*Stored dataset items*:
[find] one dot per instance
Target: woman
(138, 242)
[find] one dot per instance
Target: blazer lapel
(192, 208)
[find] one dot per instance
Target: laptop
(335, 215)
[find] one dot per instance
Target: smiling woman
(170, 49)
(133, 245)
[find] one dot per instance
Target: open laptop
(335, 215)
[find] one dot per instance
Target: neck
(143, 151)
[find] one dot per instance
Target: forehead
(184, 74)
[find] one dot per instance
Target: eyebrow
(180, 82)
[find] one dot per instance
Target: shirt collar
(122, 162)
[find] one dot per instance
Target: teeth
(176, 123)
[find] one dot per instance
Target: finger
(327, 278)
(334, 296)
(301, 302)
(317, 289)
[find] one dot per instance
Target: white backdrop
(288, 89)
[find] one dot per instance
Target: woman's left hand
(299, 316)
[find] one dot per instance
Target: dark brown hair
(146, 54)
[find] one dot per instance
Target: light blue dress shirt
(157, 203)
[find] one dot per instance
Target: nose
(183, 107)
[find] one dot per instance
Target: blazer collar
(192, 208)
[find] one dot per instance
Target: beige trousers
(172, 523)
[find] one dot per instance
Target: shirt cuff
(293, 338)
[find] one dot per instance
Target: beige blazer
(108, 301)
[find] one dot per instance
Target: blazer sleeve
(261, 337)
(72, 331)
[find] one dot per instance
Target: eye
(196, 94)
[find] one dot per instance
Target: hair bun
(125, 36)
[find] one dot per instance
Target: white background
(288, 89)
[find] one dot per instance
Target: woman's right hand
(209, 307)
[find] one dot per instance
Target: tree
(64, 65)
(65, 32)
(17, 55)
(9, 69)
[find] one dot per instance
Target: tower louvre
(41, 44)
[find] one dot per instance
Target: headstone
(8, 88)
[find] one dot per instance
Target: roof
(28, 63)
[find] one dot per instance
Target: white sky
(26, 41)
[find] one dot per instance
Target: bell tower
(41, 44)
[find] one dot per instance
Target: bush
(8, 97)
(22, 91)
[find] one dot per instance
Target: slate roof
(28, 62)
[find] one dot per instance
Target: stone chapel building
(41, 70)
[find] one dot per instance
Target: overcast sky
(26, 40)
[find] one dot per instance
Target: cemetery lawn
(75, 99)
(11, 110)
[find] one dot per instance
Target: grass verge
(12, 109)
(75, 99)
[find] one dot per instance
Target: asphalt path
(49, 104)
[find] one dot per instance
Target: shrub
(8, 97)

*TASK INSTRUCTIONS*:
Up to and including the final line of the data above, please copy every line exactly, starting from the one that contains "Target: slate roof".

*EXERCISE SOLUTION*:
Target: slate roof
(28, 62)
[find] one dot per instance
Target: stone chapel building
(41, 70)
[find] one dot per instance
Target: overcast sky
(26, 40)
[find] one dot per instance
Target: cemetery lawn
(75, 99)
(11, 110)
[find] one dot per instance
Target: grass verge
(12, 109)
(75, 99)
[find] one dot per instance
Target: asphalt path
(49, 104)
[find] one dot per instance
Target: shrub
(8, 97)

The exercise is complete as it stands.